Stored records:
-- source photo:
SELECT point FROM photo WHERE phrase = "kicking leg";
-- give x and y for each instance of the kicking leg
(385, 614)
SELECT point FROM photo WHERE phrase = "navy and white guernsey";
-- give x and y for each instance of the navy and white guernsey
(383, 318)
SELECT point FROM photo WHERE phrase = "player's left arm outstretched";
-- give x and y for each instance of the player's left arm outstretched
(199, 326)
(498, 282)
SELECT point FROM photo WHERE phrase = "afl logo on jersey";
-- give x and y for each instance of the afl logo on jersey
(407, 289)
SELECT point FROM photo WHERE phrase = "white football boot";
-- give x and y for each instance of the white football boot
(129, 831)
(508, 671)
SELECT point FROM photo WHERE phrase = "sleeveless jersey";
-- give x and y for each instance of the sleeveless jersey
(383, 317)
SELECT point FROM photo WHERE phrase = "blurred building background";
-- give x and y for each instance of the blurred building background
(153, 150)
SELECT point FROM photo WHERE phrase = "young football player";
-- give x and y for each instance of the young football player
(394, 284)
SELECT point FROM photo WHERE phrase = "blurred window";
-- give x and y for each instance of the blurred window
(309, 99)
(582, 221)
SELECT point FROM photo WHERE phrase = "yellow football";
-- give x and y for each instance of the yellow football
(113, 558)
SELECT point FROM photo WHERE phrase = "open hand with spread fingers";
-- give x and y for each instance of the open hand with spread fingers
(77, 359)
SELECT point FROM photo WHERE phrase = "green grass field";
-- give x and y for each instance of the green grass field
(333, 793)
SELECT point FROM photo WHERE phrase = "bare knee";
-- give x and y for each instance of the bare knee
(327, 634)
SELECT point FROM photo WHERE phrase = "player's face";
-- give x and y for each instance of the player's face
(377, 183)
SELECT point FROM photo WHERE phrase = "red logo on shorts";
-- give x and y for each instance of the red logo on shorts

• About this task
For the records above, restate every line word for word.

• Written reply
-- source photo:
SELECT point FROM photo WHERE phrase = "kicking leg";
-- give x and y for each instance of the kicking leg
(385, 614)
SELECT point FROM photo WHERE phrase = "navy and white guernsey";
-- give x and y for each instance of the navy and white guernsey
(383, 318)
SELECT point FROM photo WHERE phrase = "player's left arm outstretched";
-- give x and y for each instance of the player's left arm outstretched
(199, 326)
(498, 282)
SELECT point FROM photo WHERE phrase = "afl logo on jersey";
-- give x and y for each instance of the afl logo on jersey
(407, 289)
SELECT point FROM photo WHERE phrase = "white football boot";
-- give x and y for each instance of the white football boot
(129, 831)
(508, 671)
SELECT point FROM photo WHERE phrase = "sleeveless jersey";
-- give x and y for each instance of the sleeveless jersey
(383, 317)
SELECT point FROM photo WHERE phrase = "blurred building background";
-- give x and y for each instance of the blurred building background
(153, 150)
SELECT point FROM photo WHERE phrase = "young football player";
-- give x and y for each instance of the young football player
(394, 284)
SELECT point FROM photo WHERE phrase = "blurred window";
-- give x and y for each instance of the blurred window
(309, 99)
(582, 221)
SELECT point FROM photo WHERE phrase = "yellow football";
-- give x and y for each instance of the yellow football
(113, 558)
SELECT point FROM photo WHERE phrase = "open hand with spread fingers";
-- give x and y for each instance of the open hand with spread fingers
(77, 359)
SELECT point FROM photo WHERE phrase = "green grass field";
-- give x and y for each instance of the green grass field
(333, 793)
SELECT point FROM photo WHERE phrase = "bare knee";
-- give x and y for each instance of the bare knee
(327, 634)
SELECT point FROM photo WHERE phrase = "player's face";
-- give x and y for each instance of the player's face
(377, 183)
SELECT point FROM photo WHERE phrase = "red logo on shorts";
-- give x and y for each instance of the red logo on shorts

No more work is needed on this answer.